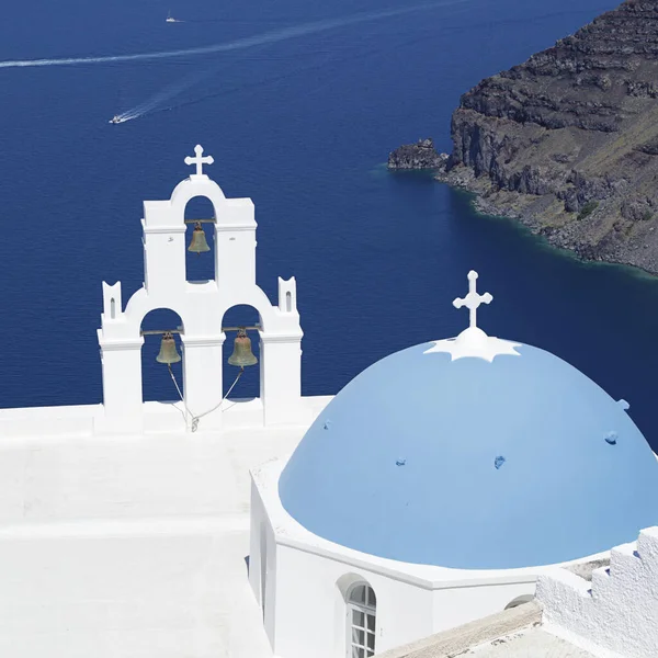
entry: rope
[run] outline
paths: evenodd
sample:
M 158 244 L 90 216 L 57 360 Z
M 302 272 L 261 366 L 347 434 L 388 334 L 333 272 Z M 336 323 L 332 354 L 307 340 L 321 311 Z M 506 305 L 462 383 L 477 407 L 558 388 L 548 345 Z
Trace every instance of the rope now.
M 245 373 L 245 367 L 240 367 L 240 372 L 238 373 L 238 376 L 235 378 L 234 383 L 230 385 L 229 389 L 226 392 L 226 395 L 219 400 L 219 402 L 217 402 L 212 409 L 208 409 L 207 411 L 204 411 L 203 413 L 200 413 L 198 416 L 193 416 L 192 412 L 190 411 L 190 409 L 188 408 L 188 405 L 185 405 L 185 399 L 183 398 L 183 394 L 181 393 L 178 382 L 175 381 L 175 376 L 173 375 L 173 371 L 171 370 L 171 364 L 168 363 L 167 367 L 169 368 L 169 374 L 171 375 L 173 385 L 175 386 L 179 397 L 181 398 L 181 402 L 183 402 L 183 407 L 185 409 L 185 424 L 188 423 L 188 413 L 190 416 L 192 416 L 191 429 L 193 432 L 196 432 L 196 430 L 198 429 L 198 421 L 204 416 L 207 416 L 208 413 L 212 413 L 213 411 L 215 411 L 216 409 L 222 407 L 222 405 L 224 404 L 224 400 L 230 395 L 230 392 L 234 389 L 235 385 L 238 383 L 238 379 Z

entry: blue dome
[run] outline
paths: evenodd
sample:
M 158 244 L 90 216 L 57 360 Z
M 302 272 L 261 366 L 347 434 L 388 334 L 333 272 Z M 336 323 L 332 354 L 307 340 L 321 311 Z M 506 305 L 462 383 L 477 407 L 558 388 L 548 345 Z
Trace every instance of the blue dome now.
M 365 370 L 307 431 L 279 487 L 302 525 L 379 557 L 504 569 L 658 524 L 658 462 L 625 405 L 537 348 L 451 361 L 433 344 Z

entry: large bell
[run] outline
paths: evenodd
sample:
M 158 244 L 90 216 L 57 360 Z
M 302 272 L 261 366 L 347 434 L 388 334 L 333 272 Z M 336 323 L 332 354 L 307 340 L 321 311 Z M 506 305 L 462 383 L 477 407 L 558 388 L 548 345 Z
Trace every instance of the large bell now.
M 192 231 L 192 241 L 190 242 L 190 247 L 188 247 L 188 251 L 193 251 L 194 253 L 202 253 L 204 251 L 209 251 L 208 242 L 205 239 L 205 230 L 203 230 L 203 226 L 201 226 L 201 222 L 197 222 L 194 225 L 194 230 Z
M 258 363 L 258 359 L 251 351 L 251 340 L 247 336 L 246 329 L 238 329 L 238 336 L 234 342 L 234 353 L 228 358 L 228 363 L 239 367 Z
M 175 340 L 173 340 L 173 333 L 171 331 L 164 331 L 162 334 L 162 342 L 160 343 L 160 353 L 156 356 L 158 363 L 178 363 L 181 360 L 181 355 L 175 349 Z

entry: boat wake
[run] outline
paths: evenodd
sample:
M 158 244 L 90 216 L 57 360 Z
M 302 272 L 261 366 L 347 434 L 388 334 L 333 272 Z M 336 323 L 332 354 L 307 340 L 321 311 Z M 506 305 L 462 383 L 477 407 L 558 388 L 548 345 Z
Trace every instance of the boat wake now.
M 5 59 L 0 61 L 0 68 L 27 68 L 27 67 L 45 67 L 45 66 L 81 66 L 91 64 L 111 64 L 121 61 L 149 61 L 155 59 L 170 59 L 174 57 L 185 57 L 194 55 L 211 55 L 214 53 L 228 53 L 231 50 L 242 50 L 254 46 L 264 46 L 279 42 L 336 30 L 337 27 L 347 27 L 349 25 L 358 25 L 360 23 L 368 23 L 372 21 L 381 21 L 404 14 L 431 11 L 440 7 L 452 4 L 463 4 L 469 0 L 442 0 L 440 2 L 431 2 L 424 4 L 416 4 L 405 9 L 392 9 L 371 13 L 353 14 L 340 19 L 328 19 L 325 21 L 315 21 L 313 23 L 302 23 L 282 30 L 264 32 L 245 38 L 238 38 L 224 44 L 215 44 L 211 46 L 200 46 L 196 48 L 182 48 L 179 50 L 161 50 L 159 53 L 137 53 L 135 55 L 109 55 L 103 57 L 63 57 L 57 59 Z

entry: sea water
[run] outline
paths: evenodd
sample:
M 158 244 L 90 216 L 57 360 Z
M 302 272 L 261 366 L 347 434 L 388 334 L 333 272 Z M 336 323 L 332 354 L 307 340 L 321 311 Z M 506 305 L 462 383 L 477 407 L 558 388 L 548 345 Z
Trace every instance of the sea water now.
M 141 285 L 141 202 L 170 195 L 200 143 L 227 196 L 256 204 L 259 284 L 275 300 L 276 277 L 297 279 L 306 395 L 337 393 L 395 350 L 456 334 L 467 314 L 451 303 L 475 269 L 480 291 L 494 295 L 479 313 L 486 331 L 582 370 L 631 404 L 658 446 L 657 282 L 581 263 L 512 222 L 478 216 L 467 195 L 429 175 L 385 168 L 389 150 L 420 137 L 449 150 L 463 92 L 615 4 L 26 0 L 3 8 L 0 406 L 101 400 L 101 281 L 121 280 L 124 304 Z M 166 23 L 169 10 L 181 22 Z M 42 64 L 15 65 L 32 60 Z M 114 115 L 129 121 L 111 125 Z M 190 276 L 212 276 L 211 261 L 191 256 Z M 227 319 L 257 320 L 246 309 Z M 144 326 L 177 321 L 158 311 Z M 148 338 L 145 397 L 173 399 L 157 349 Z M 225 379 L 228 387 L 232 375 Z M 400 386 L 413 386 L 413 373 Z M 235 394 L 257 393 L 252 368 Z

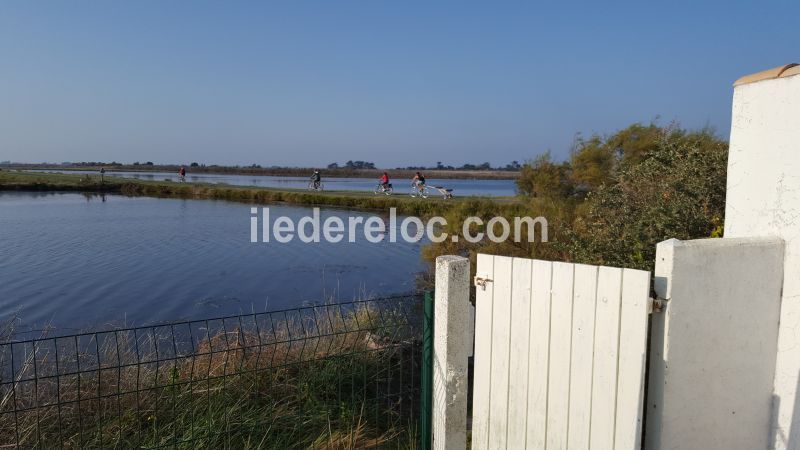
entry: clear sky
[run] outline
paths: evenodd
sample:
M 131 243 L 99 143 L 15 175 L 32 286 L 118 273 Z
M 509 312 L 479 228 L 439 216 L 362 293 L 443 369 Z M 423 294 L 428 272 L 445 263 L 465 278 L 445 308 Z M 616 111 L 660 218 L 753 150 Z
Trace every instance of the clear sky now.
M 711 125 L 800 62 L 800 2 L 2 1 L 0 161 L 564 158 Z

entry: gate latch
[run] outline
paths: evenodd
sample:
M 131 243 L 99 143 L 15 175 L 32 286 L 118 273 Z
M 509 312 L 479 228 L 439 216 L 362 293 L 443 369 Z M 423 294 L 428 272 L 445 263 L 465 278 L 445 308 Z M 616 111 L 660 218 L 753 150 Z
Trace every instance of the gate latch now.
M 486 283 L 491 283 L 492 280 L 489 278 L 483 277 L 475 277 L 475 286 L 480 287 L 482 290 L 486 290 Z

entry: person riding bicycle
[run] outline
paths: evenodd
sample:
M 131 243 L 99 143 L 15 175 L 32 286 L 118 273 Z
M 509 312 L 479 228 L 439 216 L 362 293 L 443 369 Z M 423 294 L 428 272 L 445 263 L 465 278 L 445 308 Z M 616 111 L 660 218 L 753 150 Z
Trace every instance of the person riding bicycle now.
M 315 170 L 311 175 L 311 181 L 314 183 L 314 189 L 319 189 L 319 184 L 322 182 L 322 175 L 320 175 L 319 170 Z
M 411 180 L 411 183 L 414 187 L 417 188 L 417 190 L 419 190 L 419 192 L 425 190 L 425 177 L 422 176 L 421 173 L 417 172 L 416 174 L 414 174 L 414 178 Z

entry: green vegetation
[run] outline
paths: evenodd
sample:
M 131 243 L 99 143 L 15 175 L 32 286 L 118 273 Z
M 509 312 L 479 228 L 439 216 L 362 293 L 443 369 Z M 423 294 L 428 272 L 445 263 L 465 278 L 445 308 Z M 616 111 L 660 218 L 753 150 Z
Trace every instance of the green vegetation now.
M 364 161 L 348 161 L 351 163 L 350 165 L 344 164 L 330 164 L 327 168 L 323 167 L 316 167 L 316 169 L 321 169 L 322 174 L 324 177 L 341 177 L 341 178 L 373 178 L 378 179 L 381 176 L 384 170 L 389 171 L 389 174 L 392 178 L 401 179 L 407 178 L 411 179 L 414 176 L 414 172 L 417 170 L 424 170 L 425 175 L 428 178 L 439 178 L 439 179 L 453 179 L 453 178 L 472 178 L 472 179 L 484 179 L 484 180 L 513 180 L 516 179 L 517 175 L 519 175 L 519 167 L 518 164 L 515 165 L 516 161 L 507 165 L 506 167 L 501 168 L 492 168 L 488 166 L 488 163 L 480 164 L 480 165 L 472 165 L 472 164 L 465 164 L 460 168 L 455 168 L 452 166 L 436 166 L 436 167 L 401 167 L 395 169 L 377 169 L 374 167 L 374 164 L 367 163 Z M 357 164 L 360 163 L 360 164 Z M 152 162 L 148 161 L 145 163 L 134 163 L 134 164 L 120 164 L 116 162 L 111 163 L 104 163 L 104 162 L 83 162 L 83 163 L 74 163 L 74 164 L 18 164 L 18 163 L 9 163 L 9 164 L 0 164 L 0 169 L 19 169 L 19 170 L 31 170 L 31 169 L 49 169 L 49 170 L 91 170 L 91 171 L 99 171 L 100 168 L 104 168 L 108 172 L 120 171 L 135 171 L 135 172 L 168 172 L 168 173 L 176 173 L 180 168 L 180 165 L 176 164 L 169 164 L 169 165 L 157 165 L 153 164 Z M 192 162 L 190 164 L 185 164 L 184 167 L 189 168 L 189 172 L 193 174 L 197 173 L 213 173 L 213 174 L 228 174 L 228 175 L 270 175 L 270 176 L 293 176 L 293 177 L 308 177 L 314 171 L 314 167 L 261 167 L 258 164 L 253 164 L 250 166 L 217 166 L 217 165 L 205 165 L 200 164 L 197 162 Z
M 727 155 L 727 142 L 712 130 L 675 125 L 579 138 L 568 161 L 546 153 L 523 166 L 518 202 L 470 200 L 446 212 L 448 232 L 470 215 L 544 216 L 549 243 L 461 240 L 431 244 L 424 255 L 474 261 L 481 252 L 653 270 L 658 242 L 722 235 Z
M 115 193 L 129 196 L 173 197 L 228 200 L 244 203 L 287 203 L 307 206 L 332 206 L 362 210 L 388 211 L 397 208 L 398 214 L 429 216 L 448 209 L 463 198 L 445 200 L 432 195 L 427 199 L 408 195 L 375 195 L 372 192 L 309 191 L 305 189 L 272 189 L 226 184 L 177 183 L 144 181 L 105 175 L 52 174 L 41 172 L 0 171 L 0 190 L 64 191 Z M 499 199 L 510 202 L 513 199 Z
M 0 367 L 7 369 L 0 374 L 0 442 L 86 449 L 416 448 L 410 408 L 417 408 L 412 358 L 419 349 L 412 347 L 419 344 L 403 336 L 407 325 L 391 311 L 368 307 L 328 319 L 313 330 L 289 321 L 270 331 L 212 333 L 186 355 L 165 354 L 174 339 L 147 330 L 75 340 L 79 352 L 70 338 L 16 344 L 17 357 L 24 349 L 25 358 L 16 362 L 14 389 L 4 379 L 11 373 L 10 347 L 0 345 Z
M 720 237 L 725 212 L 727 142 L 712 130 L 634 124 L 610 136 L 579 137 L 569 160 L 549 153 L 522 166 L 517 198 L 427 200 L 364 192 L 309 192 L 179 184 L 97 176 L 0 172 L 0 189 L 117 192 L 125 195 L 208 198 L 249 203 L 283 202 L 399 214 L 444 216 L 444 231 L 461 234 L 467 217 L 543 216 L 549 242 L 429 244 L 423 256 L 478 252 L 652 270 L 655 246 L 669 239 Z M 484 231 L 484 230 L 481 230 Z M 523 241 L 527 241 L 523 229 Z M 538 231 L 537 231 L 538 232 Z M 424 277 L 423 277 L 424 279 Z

----

Reproduce the records verbatim from the beginning through the line containing "M 245 373 L", including that line, and omit the pictures.

entry: rope
[run] outline
paths: evenodd
sample:
M 158 244 L 90 216 L 57 360 Z
M 302 272 L 261 366 L 347 434 L 388 334 L 333 272 Z M 336 323 L 332 354 L 307 340 L 321 311 Z M 506 305 L 462 383 L 477 407 L 558 388 L 548 345 Z
Trace every instance of the rope now.
M 245 373 L 245 367 L 240 367 L 240 372 L 238 373 L 238 376 L 235 378 L 234 383 L 230 385 L 229 389 L 226 392 L 226 395 L 219 400 L 219 402 L 217 402 L 212 409 L 208 409 L 207 411 L 204 411 L 203 413 L 200 413 L 198 416 L 193 416 L 192 412 L 190 411 L 190 409 L 188 408 L 188 405 L 185 405 L 185 399 L 183 398 L 183 394 L 181 393 L 178 382 L 175 381 L 175 376 L 173 375 L 173 371 L 171 370 L 171 364 L 168 363 L 167 367 L 169 368 L 169 374 L 171 375 L 173 385 L 175 386 L 179 397 L 181 398 L 181 402 L 183 402 L 183 407 L 185 409 L 185 424 L 188 423 L 188 413 L 190 416 L 192 416 L 191 429 L 193 432 L 196 432 L 196 430 L 198 429 L 198 421 L 204 416 L 207 416 L 208 413 L 212 413 L 213 411 L 215 411 L 216 409 L 222 407 L 222 405 L 224 404 L 224 400 L 230 395 L 230 392 L 234 389 L 235 385 L 238 383 L 238 379 Z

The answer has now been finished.